Entries from a pointing dataset:
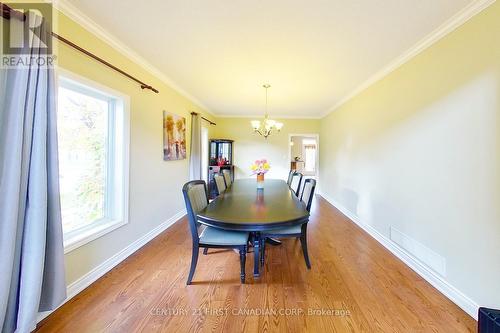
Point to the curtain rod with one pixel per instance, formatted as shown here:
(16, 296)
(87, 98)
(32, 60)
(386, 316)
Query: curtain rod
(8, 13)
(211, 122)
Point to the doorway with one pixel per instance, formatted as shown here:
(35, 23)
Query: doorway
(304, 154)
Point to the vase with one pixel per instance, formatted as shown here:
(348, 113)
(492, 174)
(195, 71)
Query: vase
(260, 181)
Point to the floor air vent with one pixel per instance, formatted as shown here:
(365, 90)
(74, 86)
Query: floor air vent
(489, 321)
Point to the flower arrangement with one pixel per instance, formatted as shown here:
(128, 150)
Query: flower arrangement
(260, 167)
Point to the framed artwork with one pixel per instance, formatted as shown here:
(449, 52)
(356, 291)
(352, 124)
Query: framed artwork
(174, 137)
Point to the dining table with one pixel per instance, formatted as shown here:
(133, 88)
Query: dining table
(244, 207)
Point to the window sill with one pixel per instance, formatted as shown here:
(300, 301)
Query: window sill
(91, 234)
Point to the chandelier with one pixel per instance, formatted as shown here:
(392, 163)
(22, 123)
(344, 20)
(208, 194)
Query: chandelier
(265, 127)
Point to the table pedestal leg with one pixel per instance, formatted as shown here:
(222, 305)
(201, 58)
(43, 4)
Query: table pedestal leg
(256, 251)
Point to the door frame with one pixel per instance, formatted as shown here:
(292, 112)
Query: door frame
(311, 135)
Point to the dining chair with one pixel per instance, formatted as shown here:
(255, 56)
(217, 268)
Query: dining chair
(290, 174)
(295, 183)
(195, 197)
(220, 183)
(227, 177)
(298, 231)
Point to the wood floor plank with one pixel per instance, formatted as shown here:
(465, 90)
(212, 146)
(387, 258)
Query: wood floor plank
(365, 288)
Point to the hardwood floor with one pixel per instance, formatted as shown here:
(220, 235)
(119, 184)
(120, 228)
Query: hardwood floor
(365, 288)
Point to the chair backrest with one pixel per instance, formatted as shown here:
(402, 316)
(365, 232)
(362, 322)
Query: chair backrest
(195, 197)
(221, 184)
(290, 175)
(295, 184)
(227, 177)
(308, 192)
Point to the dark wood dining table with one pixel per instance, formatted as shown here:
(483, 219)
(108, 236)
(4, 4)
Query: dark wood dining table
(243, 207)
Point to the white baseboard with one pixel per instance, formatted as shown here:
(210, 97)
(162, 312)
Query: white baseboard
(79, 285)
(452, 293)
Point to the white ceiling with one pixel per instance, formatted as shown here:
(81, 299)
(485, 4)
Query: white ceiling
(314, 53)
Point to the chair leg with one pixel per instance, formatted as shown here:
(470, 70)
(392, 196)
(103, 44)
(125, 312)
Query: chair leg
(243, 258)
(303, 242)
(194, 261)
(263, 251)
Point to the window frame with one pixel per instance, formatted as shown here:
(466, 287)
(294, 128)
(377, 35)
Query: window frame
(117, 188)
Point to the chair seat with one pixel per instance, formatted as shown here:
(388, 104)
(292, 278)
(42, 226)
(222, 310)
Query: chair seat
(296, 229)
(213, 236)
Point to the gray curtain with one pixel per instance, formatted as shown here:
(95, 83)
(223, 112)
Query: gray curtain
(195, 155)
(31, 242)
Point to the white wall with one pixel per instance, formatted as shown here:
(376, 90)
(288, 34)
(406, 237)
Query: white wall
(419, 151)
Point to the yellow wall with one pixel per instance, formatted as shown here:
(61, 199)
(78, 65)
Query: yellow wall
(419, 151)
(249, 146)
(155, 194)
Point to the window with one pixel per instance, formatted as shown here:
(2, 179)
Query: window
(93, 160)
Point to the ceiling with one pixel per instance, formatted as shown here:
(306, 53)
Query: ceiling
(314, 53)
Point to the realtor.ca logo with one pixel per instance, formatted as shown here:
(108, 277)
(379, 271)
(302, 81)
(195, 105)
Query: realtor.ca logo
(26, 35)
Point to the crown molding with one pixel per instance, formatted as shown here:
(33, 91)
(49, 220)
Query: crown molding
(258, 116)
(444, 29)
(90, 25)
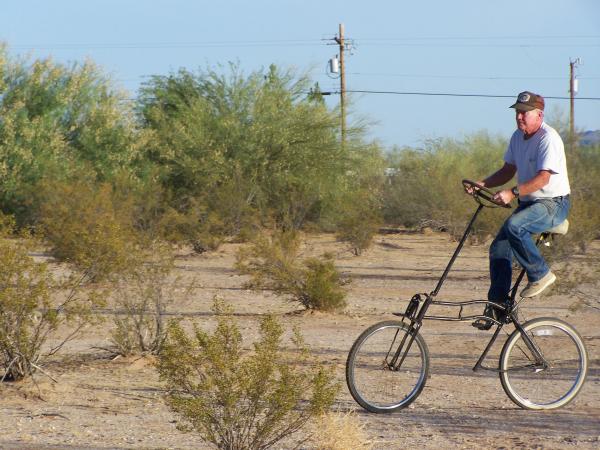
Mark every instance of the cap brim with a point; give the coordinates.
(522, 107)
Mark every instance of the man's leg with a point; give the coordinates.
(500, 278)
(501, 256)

> **Your instructions**: Repeat each entry exactly as it appears; skip any picture.

> **The solution**:
Point to the curtain rod with one pixel per instance, formatted as shown here:
(16, 296)
(87, 98)
(32, 60)
(386, 316)
Query: curtain rod
(8, 13)
(211, 122)
Point to the doorway with one pixel per instance, formatted as shown here:
(35, 23)
Query: doorway
(304, 154)
Point to the vase with one pixel per instance, formatted as shown here:
(348, 113)
(492, 174)
(195, 71)
Query: vase
(260, 181)
Point to the floor air vent with one pixel per instance, formatted as shown here:
(365, 90)
(74, 86)
Query: floor air vent
(489, 321)
Point to the flower arrangement with one pixel per instance, formatted as shown here:
(128, 150)
Query: flower arrangement
(260, 167)
Point to the framed artwork with one pixel per instance, formatted as shown here:
(449, 52)
(356, 291)
(352, 124)
Query: framed artwork
(174, 137)
Point to the dining table with one pixel per instance, formatted as shown here:
(133, 88)
Query: dining table
(244, 207)
Point to the window sill with one pixel per instance, formatted as shown here:
(300, 301)
Query: window sill
(91, 234)
Point to the chandelier with one pixel per instance, formatted as shown here:
(392, 163)
(22, 123)
(344, 20)
(208, 194)
Query: chandelier
(265, 127)
Point to the table pedestal leg with one pixel per instance, formatted as shown here:
(222, 305)
(201, 58)
(43, 4)
Query: table pedestal leg
(256, 251)
Point to the door frame with one pixel per instance, formatted as shown here:
(292, 112)
Query: door frame
(311, 135)
Point to the dining chair with one pixel per instance, formatted as shown here:
(255, 56)
(217, 268)
Query: dining chair
(290, 174)
(295, 183)
(195, 197)
(220, 183)
(227, 177)
(298, 231)
Point to the wood floor plank with one pixel per instance, formatted as shown here:
(465, 90)
(212, 146)
(387, 258)
Query: wood floor plank
(365, 288)
Point to the hardwood floor with one pixel per instance, formatted as shown here:
(220, 235)
(119, 184)
(120, 228)
Query: hardwood floor
(365, 288)
Point to the chair backrest with one pixel per instance, formatted as shown here:
(402, 316)
(365, 232)
(362, 322)
Query: chair backrest
(195, 197)
(221, 184)
(290, 175)
(295, 184)
(227, 177)
(308, 192)
Point to the dark wood dining table with one pixel per instance, formatted as shown here:
(483, 219)
(108, 236)
(4, 4)
Query: dark wood dining table
(243, 207)
Point to the white baseboard with one pixel per instance, formatted as shown here:
(210, 97)
(162, 312)
Query: white baseboard
(79, 285)
(452, 293)
Point to the white ceiling with one pixel per instance, formatted as shown here:
(81, 299)
(485, 4)
Query: white ceiling
(314, 53)
Point to the chair leg with one pixel per instance, formatted as shown here:
(470, 70)
(392, 196)
(103, 44)
(125, 312)
Query: chair leg
(243, 258)
(303, 242)
(194, 261)
(263, 251)
Point to the window frame with one pixel per instance, formatted as shown here:
(466, 287)
(294, 128)
(377, 35)
Query: window frame
(117, 188)
Point to the chair seat with one pixel per instance, formatted as shown here:
(388, 104)
(292, 278)
(42, 226)
(222, 310)
Query: chair seat
(296, 229)
(213, 236)
Point to the gray curtain with one pixel per instance, formatted as shown here:
(95, 83)
(223, 112)
Query: gray curtain
(195, 155)
(31, 242)
Point to the white wall with one pixel per instance, formatted as shown here:
(376, 90)
(288, 34)
(406, 237)
Query: white wall
(419, 151)
Point to the yellow wall with one pixel per instance, formatted as shown here:
(61, 199)
(78, 65)
Query: yellow wall
(419, 151)
(249, 146)
(155, 194)
Point to the window with one pixel per instance, formatted as shown here:
(2, 179)
Query: window
(93, 160)
Point to the ceiling with one pixel per instance, formatted as shown here:
(306, 53)
Query: ceiling
(314, 53)
Point to the realtor.ca logo with one pixel per instance, formatted as shown here:
(108, 277)
(379, 271)
(302, 81)
(195, 105)
Query: realtor.ca logo
(26, 35)
Point to the crown molding with one pixel per instance, formatted as shown here:
(33, 91)
(49, 220)
Query: crown molding
(258, 116)
(444, 29)
(90, 25)
Mark every instance of the cap brim with a point; give the coordinates.
(522, 107)
Mark every instance of the man's leg with a point; give the coordinates.
(500, 278)
(501, 256)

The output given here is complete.